**Texto proporcionado**
——

Esos resultados son buenas noticias por dos motivos: uno, porque disminuyen significativamente la letalidad de la enfermedad (globalmente, en vez de una mortandad del 7%, estaríamos por debajo del 1%); y dos, porque acercarían, más en unos países que en otros, a la pared inmunológica de la inmunidad colectiva.

Suponiendo que otros estudios terminen de corroborar ese panorama, ¿no tendría sentido, de nuevo con la excepción notable y estricta de las personas vulnerables, dar por concluidas las restricciones para el resto? Alcanzar la inmunidad de grupo sin grandes problemas de salud entre los grupos de población con menor riesgo, ¿no podría resultar a la postre una garantía de supervivencia para los ancianos y enfermos, fuera de la existencia de una vacuna con la que no podemos contar por ahora ni quizá en años?

 4.   Rutinariamente se advierte de que hay una probabilidad alta de rebrotes de la pandemia tan acusados como los que forzaron el confinamiento de la mitad de la población mundial en marzo (en unas semanas, en otoño, el próximo invierno…). La directora del Centro Europeo para la Prevención y el Control de las Enfermedades, Andrea Ammon, acaba de vaticinar que seguro habrá una nueva oleada por el aún escaso porcentaje de población con inmunidad

¿No es eso admitir que el confinamiento, salvo para escalonar los casos (bueno) y para mantener la pandemia durante mucho más tiempo que el de su ciclo natural (malo) es de eficacia cuestionable? ¿Vamos a estar confinados un trimestre sí, otro no y vuelta a empezar? ¿Por cuántos años? ¿Pueden nuestras sociedades perdurar en esa forma?

 5.   La pandemia se ha cobrado ya camino de un cuarto de millón de muertos globalmente. Pongamos que se pone fin a la misma, Dios quiera (este año, el próximo o dentro de dos), con menos de medio millón. Cada año, según cifras de la OMS, la gripe ordinaria produce la muerte a, precisamente, alrededor de un cuarto de millón en todo el mundo.

¿Se va a confinar a toda la población mundial cada vez que circula una infección, es decir, todos los años? ¿A partir de qué número de fallecidos hay que recluir a la gente en sus casas? Si la sociedad y sus autoridades consideran que hay que pagar el precio más alto por evitar las muertes producidas por este virus novel, ¿por qué debería ser indiferente a las que ocasionan otros virus más tradicionales?

——

**Los datos**
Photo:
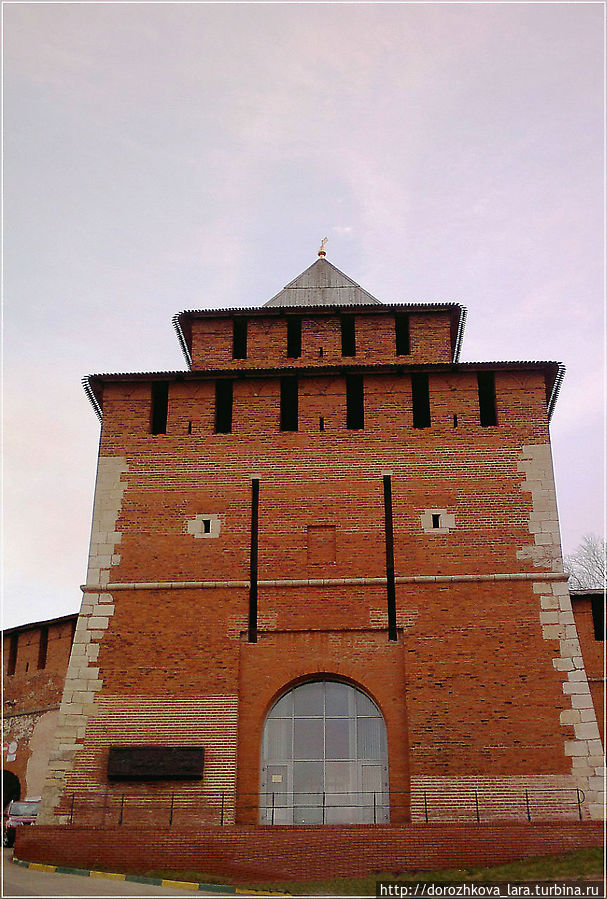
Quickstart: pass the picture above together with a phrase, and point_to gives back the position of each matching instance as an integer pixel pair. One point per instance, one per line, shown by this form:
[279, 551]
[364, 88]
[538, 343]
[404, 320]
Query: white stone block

——

**Ejercicios**
(a) Copia del texto sobre la pandemia todo el fragmento que va desde "Suponiendo que otros" hasta "quizá en años?".
(b) Enumera los momentos que el texto sobre la pandemia cita entre paréntesis como posibles fechas de nuevos rebrotes.
(c) Traduce al inglés esta oración del texto sobre la pandemia: "La pandemia se ha cobrado ya camino de un cuarto de millón de muertos globalmente."

**Respuestas por tarea**
(a)
Suponiendo que otros estudios terminen de corroborar ese panorama, ¿no tendría sentido, de nuevo con la excepción notable y estricta de las personas vulnerables, dar por concluidas las restricciones para el resto? Alcanzar la inmunidad de grupo sin grandes problemas de salud entre los grupos de población con menor riesgo, ¿no podría resultar a la postre una garantía de supervivencia para los ancianos y enfermos, fuera de la existencia de una vacuna con la que no podemos contar por ahora ni quizá en años?

(b)
en unas semanas
en otoño
el próximo invierno

(c) The pandemic has already claimed nearly a quarter of a million lives worldwide.